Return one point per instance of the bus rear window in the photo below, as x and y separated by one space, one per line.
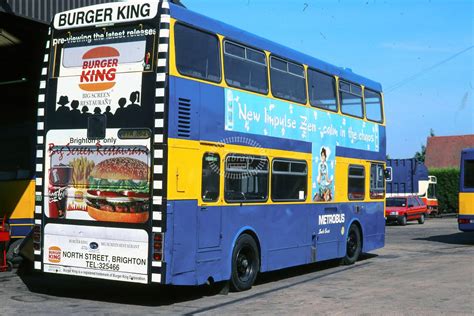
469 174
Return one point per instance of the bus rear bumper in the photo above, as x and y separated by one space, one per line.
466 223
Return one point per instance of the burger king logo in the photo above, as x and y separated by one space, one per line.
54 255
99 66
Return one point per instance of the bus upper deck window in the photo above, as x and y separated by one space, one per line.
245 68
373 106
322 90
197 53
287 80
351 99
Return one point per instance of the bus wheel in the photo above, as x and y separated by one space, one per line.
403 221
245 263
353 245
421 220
.....
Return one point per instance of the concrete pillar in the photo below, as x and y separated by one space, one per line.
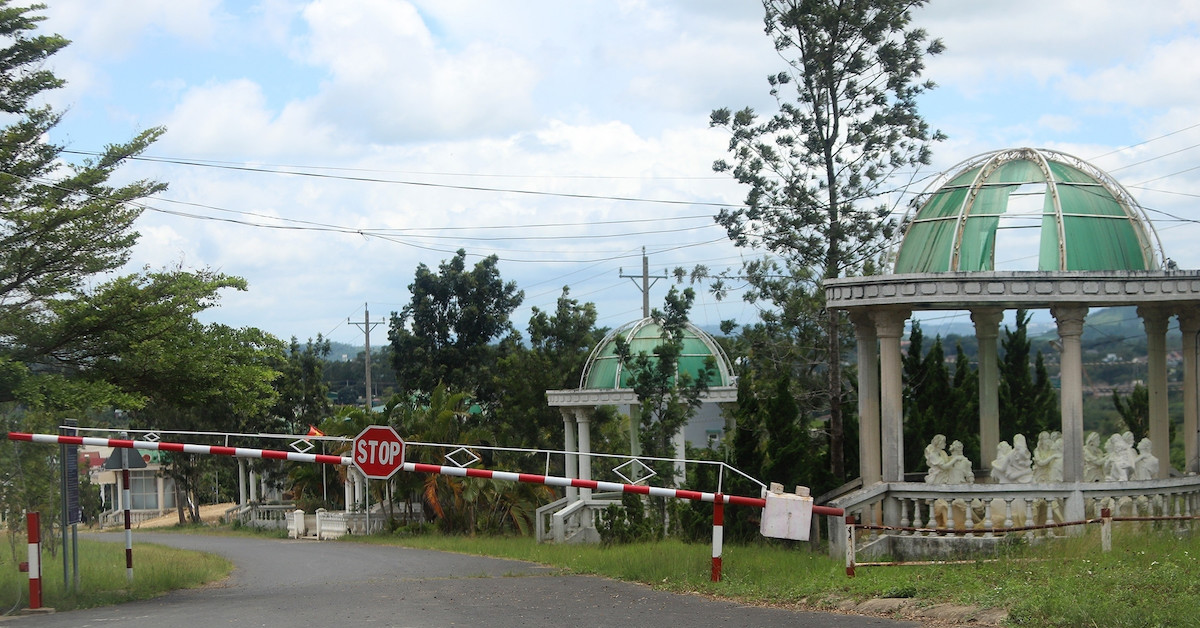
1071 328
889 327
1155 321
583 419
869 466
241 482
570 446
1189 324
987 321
.....
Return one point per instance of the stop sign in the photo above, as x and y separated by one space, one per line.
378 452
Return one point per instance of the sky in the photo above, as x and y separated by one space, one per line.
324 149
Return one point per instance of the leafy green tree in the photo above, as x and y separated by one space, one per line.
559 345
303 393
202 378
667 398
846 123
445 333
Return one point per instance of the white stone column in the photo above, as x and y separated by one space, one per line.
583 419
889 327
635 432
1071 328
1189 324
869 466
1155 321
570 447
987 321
.....
### [Problem to work on]
Locate each line in the entries above that contains the word "rear", and copy those lines out in full.

### [Reply to the exercise]
Return one point per instance of the bus rear window in the photo below, as x and y separated by one space, one per line.
Return one point per instance of the bus rear bumper in the photo above, as x and y separated by one space, one per line.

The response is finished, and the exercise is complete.